▸ Your goal
Copy each of the following lines word for word.

--- START Extracted entries ---

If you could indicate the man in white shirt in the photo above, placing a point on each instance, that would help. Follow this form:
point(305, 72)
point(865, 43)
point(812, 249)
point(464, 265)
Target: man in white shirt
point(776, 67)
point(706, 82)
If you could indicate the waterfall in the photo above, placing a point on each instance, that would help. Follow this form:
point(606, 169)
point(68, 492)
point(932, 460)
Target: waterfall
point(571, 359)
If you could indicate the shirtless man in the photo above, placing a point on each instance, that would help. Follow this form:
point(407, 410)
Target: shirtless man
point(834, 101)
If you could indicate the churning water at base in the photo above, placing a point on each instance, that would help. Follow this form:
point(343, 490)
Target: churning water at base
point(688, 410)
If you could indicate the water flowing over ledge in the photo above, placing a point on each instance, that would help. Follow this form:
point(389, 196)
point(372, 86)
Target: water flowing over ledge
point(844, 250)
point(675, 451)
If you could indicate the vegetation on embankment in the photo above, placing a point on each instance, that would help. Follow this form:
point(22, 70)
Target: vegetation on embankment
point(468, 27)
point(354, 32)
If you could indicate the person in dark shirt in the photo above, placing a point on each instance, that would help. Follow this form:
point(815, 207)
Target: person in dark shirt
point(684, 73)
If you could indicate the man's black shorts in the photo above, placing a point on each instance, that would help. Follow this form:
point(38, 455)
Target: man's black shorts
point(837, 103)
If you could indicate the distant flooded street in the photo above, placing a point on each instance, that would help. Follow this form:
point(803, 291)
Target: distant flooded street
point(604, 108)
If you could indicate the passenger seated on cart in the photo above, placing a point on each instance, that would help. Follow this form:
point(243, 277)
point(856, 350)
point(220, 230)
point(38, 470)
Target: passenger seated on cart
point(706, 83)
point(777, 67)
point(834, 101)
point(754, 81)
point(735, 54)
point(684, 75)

--- END Extracted entries ---

▸ Exercise output
If you could indicate the man in white shirt in the photo above, placing a point on each instance, that would help. Follow this form:
point(305, 72)
point(865, 43)
point(812, 249)
point(464, 265)
Target: man in white shirt
point(776, 67)
point(706, 82)
If you could indicate the waterfall in the photo above, placing a point on each instance, that would help. Follow this form:
point(606, 169)
point(68, 492)
point(932, 460)
Target: waterfall
point(571, 359)
If you could indicate the shirtless man in the photo above, placing a point on each instance, that would help. Follow this form:
point(407, 410)
Target: shirtless man
point(834, 101)
If you could indicate the churning water at base in the photo above, placing a point on each instance, that would help. Follow this form:
point(343, 490)
Target: churning water at base
point(688, 410)
If you could indicate the water flowing over ledge in the photo above, placing a point on each instance, that would help. Follow this form:
point(389, 196)
point(372, 86)
Target: water flowing over ledge
point(844, 250)
point(675, 451)
If you could indicate the vegetation on embankment in the photo above, placing a point on each instance, that would help. Follow this form:
point(22, 70)
Target: vegetation on embankment
point(468, 27)
point(354, 32)
If you could indicate the person in dark shirt in the photo above, placing a point on each instance, that would help. Follow this form:
point(815, 207)
Target: person in dark shirt
point(684, 73)
If you could indicate the man's black shorts in the photo above, placing a point on each instance, that would help. Follow this form:
point(38, 455)
Target: man's black shorts
point(837, 103)
If you could indicate the distant flooded street in the photo above, placing a point on each instance, that would help. Follow this form:
point(803, 291)
Target: distant flooded street
point(604, 108)
If you could indicate the passenger seated on cart in the photo above, placing a point on each instance, that would help. Follow this form:
point(243, 277)
point(856, 350)
point(220, 230)
point(38, 470)
Target: passenger seated on cart
point(706, 83)
point(777, 67)
point(834, 101)
point(754, 81)
point(735, 54)
point(684, 75)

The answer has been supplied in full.